◆ PROBLEM:
Give an exact copy of every line, leaving images out.

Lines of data
┄┄┄┄┄┄┄┄┄┄┄┄┄┄┄┄┄┄┄┄

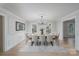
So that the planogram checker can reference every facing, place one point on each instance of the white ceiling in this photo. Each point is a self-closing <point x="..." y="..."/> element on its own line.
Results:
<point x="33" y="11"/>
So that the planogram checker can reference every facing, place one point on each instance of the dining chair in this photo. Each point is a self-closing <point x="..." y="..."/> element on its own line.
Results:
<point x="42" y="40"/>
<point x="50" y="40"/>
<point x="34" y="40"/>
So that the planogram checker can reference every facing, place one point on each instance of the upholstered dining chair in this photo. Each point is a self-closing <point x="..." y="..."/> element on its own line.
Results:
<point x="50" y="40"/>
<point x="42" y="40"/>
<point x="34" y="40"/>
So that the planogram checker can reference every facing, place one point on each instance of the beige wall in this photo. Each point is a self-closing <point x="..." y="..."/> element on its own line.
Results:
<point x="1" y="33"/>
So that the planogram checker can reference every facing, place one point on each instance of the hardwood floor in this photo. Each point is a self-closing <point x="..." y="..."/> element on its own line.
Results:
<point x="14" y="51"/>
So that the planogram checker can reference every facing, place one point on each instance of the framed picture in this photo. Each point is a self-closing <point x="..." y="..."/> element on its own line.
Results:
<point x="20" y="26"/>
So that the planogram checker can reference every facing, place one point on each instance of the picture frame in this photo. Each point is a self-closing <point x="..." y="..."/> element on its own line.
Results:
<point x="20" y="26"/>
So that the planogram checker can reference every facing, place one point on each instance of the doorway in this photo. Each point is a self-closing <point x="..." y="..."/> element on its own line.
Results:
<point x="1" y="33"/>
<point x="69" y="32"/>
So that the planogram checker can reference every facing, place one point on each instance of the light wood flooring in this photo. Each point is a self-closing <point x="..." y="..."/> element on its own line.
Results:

┄┄┄┄┄┄┄┄┄┄┄┄┄┄┄┄┄┄┄┄

◆ IN RESPONSE:
So that the planogram checker can reference every facing, place one point on each instance of the white ceiling in this photo. Each point is a self-closing <point x="..." y="..."/> element on its own line.
Results:
<point x="33" y="11"/>
So that the planogram checker can reference every facing, place one point on each instance of the dining chair in this photo. Each point is a self-closing <point x="..." y="..."/> element on its own line.
Results:
<point x="42" y="40"/>
<point x="50" y="40"/>
<point x="34" y="40"/>
So that the planogram checker can reference every facing, place one point on each instance of the upholstered dining chair in this photo. Each point is a self-closing <point x="..." y="..."/> element on its own line.
Results:
<point x="50" y="40"/>
<point x="42" y="40"/>
<point x="34" y="40"/>
So that the planogram checker can reference every facing, place one point on each instance of the beige wall in this photo. Each point is a self-closing <point x="..." y="..."/> element on its own line.
Results:
<point x="1" y="33"/>
So that the planogram checker can reference every facing, place one point on each instance of the hardwood floor in this photo. Each point is a self-closing <point x="..." y="..."/> element on its own line.
Results:
<point x="14" y="51"/>
So that the planogram checker can reference every facing, place one point on each instance of the framed picture in this photo. Each point is a self-closing <point x="..." y="..."/> element on its own line.
Results:
<point x="20" y="26"/>
So that the planogram checker can reference every facing, place one point on each instance of the picture frame in this photo. Each point is a self-closing <point x="..." y="..."/> element on its own line.
Results:
<point x="20" y="26"/>
So that the planogram checker can reference every facing, place one point on each instance of the doorway in this photo. Each point is a self-closing <point x="..." y="..."/> element on its own line.
Results:
<point x="1" y="33"/>
<point x="69" y="32"/>
So that the planogram checker can reference every facing, place one point on each instance of the light wood flooring in this photo. Each point is a self-closing <point x="..." y="..."/> element on its own line.
Results:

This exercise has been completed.